# Start of Given entries

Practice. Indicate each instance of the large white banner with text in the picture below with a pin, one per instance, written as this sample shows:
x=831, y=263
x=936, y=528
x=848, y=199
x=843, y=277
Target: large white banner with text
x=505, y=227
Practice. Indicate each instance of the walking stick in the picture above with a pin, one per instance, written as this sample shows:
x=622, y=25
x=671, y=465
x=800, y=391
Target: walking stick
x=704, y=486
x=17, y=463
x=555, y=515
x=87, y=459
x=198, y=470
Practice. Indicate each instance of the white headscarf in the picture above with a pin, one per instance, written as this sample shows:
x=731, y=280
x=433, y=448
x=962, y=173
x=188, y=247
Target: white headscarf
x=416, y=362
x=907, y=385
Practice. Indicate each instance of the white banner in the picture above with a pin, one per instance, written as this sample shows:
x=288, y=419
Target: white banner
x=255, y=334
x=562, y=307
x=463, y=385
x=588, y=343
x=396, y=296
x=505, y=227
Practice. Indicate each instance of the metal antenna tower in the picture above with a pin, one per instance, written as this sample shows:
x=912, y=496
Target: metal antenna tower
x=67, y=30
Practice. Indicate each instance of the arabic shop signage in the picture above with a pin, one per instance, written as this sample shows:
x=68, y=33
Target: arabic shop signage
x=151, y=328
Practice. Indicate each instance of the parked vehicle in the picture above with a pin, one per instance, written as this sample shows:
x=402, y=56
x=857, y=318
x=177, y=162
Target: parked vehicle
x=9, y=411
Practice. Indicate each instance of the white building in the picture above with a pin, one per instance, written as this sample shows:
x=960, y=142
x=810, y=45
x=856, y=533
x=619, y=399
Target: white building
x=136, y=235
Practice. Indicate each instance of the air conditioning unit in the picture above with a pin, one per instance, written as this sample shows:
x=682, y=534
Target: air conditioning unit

# End of Given entries

**Aim**:
Edit the records above by replacing every "walking stick" with "cane". Write them out again in full with nothing else altered.

**Worked answer**:
Practice. Indicate each instance of the large white banner with text in the picture below with a pin, one per instance, written as this sample shows:
x=831, y=263
x=936, y=528
x=848, y=199
x=843, y=277
Target: large white banner with text
x=505, y=227
Practice. Indicate each instance of the cane in the picture above with a pin, one per instance, written as this sample shows:
x=622, y=25
x=671, y=465
x=800, y=391
Target: cane
x=704, y=486
x=17, y=463
x=555, y=515
x=87, y=459
x=198, y=470
Practice. Indicate each instance of the white headscarf in the picture above with a pin, one per instance, written as this sample shows:
x=731, y=280
x=433, y=448
x=962, y=173
x=188, y=247
Target: white headscarf
x=416, y=362
x=907, y=385
Practice. Indicate each instance of the white banner in the picture above with a pin, one per instance, written as this sample shows:
x=288, y=419
Target: white banner
x=255, y=334
x=562, y=307
x=463, y=385
x=588, y=343
x=396, y=296
x=505, y=227
Practice. Indicate each instance of the metal antenna tower in the picture above with a pin, one per instance, written as this sample shows:
x=912, y=496
Target: metal antenna tower
x=67, y=30
Practice. Indicate each instance of the arabic shop signage in the picture above with a pin, one per instance, written as this sample shows:
x=68, y=33
Target: arabic shop signage
x=151, y=328
Practice. Indicate each instance of the parked vehicle in the picture above with a pin, one per instance, written as this sample shows:
x=402, y=56
x=857, y=318
x=177, y=162
Target: parked vehicle
x=9, y=411
Practice. Indicate each instance of the white building in the picture above with a pin, one per instance, written as this sample shows:
x=960, y=142
x=810, y=45
x=856, y=533
x=619, y=399
Target: white building
x=136, y=235
Practice. Indicate each instance of the air conditioning unit in the picture above with a pin, one per instance, written as this sample shows:
x=682, y=534
Target: air conditioning unit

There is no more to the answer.